WHAT THE EXERCISE ASKS:
Convert the lines below into a Markdown table with two columns, Row and Line, giving each line its row number and skipping blank lines.

◇ ◇ ◇

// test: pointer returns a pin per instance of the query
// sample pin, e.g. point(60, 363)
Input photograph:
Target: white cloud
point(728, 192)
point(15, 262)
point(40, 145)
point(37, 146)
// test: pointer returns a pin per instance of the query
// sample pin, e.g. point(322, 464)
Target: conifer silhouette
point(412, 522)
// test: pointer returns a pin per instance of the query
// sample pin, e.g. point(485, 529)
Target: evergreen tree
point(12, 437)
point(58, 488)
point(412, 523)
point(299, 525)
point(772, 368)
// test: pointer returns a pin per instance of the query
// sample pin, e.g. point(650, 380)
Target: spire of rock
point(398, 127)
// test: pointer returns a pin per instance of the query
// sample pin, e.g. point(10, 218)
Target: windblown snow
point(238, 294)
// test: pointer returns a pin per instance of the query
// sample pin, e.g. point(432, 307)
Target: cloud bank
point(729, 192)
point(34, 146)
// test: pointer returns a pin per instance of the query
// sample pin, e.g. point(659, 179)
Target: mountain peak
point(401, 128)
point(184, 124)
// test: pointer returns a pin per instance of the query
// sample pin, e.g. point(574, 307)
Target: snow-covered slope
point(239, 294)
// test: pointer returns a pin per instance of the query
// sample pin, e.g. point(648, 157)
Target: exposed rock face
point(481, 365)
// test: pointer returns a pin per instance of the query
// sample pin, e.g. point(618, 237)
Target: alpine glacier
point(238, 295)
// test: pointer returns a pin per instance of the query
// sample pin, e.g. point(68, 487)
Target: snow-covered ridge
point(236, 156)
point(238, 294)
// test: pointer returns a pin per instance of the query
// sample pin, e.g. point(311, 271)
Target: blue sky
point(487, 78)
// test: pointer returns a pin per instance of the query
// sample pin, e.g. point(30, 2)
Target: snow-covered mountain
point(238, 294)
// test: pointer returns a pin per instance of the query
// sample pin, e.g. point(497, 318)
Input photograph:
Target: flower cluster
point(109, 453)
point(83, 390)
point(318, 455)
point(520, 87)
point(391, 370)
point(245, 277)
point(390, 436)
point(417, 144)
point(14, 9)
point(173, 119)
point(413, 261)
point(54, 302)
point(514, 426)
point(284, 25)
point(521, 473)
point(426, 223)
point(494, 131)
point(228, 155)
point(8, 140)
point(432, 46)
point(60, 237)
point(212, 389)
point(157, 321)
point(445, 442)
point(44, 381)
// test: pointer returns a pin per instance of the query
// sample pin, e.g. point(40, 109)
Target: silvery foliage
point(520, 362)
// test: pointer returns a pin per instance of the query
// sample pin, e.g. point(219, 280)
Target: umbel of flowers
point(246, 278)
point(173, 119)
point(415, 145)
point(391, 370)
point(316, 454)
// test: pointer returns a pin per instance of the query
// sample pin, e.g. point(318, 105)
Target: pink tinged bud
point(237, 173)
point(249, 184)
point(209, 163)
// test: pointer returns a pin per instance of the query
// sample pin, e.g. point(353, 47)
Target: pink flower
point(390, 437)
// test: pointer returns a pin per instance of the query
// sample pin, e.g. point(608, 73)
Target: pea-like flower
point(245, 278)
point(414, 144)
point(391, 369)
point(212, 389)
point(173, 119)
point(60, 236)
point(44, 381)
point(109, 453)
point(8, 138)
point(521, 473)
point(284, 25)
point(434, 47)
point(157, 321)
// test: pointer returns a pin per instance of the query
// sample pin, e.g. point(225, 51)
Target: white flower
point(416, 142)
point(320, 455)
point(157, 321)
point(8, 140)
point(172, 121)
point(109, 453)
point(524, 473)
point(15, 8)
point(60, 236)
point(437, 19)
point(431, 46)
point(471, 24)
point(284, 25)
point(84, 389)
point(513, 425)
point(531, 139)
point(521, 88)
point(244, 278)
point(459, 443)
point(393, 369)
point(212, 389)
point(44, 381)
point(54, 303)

◇ ◇ ◇

FULL ANSWER:
| Row | Line |
|---|---|
| 1 | // test: pointer returns a pin per instance of the query |
| 2 | // sample pin, e.g. point(60, 363) |
| 3 | Input photograph: |
| 4 | Target: white cloud |
| 5 | point(728, 192) |
| 6 | point(15, 262) |
| 7 | point(40, 145) |
| 8 | point(37, 146) |
| 9 | // test: pointer returns a pin per instance of the query |
| 10 | // sample pin, e.g. point(322, 464) |
| 11 | Target: conifer silhouette |
| 12 | point(412, 522) |
| 13 | // test: pointer returns a pin per instance of the query |
| 14 | // sample pin, e.g. point(485, 529) |
| 15 | Target: evergreen tree |
| 16 | point(12, 437) |
| 17 | point(58, 488) |
| 18 | point(412, 523) |
| 19 | point(299, 525) |
| 20 | point(772, 368) |
| 21 | // test: pointer returns a pin per instance of the query |
| 22 | // sample pin, e.g. point(650, 380) |
| 23 | Target: spire of rock |
| 24 | point(398, 127) |
| 25 | // test: pointer returns a pin per instance of the query |
| 26 | // sample pin, e.g. point(10, 218) |
| 27 | Target: windblown snow |
| 28 | point(238, 294) |
| 29 | // test: pointer returns a pin per instance of the query |
| 30 | // sample pin, e.g. point(432, 307) |
| 31 | Target: cloud bank |
| 32 | point(729, 192) |
| 33 | point(34, 146) |
| 34 | // test: pointer returns a pin per instance of the query |
| 35 | // sample pin, e.g. point(659, 179) |
| 36 | Target: mountain peak |
| 37 | point(401, 128) |
| 38 | point(184, 124) |
| 39 | // test: pointer returns a pin per instance of the query |
| 40 | // sample pin, e.g. point(574, 307) |
| 41 | Target: snow-covered slope |
| 42 | point(239, 294) |
| 43 | // test: pointer returns a pin per instance of the query |
| 44 | // sample pin, e.g. point(648, 157) |
| 45 | Target: exposed rock face |
| 46 | point(481, 365) |
| 47 | // test: pointer returns a pin per instance of the query |
| 48 | // sample pin, e.g. point(618, 237) |
| 49 | Target: alpine glacier |
| 50 | point(238, 295) |
| 51 | // test: pointer returns a pin per instance of the query |
| 52 | // sample pin, e.g. point(68, 487) |
| 53 | Target: snow-covered ridge |
| 54 | point(236, 156) |
| 55 | point(238, 294) |
| 56 | // test: pointer returns a pin per instance of the query |
| 57 | // sample pin, e.g. point(311, 271) |
| 58 | Target: blue sky |
| 59 | point(487, 78) |
| 60 | // test: pointer returns a pin per instance of the query |
| 61 | // sample pin, e.g. point(30, 2) |
| 62 | Target: snow-covered mountain |
| 63 | point(238, 294) |
| 64 | // test: pointer returns a pin per instance of the query |
| 65 | // sample pin, e.g. point(497, 318) |
| 66 | Input photograph: |
| 67 | Target: flower cluster |
| 68 | point(109, 453) |
| 69 | point(83, 390) |
| 70 | point(318, 455) |
| 71 | point(520, 87) |
| 72 | point(391, 370) |
| 73 | point(245, 277) |
| 74 | point(390, 436) |
| 75 | point(417, 144) |
| 76 | point(14, 9) |
| 77 | point(173, 119) |
| 78 | point(413, 261) |
| 79 | point(54, 302) |
| 80 | point(514, 426) |
| 81 | point(284, 25) |
| 82 | point(521, 473) |
| 83 | point(426, 223) |
| 84 | point(494, 131) |
| 85 | point(228, 155) |
| 86 | point(8, 140) |
| 87 | point(432, 46) |
| 88 | point(60, 237) |
| 89 | point(212, 389) |
| 90 | point(157, 321) |
| 91 | point(445, 442) |
| 92 | point(44, 381) |
| 93 | // test: pointer returns a pin per instance of the query |
| 94 | // sample pin, e.g. point(40, 109) |
| 95 | Target: silvery foliage |
| 96 | point(520, 362) |
| 97 | // test: pointer returns a pin per instance of the query |
| 98 | // sample pin, e.g. point(219, 280) |
| 99 | Target: umbel of flowers |
| 100 | point(246, 278) |
| 101 | point(173, 119) |
| 102 | point(415, 145) |
| 103 | point(391, 370) |
| 104 | point(316, 454) |
| 105 | // test: pointer returns a pin per instance of the query |
| 106 | // sample pin, e.g. point(318, 105) |
| 107 | Target: pink tinged bud |
| 108 | point(237, 173) |
| 109 | point(249, 184) |
| 110 | point(209, 163) |
| 111 | // test: pointer returns a pin per instance of the query |
| 112 | // sample pin, e.g. point(353, 47) |
| 113 | Target: pink flower |
| 114 | point(390, 437) |
| 115 | // test: pointer returns a pin per instance of the query |
| 116 | // sample pin, e.g. point(608, 73) |
| 117 | Target: pea-like flower |
| 118 | point(245, 278) |
| 119 | point(414, 144) |
| 120 | point(391, 369) |
| 121 | point(212, 389) |
| 122 | point(173, 119) |
| 123 | point(60, 236) |
| 124 | point(44, 381) |
| 125 | point(109, 453) |
| 126 | point(8, 138) |
| 127 | point(521, 473) |
| 128 | point(284, 25) |
| 129 | point(434, 47) |
| 130 | point(157, 321) |
| 131 | // test: pointer returns a pin per instance of the query |
| 132 | // sample pin, e.g. point(225, 51) |
| 133 | Target: white flower |
| 134 | point(416, 142) |
| 135 | point(320, 455) |
| 136 | point(157, 321) |
| 137 | point(8, 140) |
| 138 | point(172, 121) |
| 139 | point(109, 453) |
| 140 | point(524, 473) |
| 141 | point(15, 8) |
| 142 | point(60, 236) |
| 143 | point(437, 19) |
| 144 | point(431, 46) |
| 145 | point(471, 24) |
| 146 | point(284, 25) |
| 147 | point(84, 389) |
| 148 | point(513, 425) |
| 149 | point(531, 139) |
| 150 | point(521, 88) |
| 151 | point(244, 278) |
| 152 | point(459, 443) |
| 153 | point(393, 369) |
| 154 | point(212, 389) |
| 155 | point(44, 381) |
| 156 | point(54, 303) |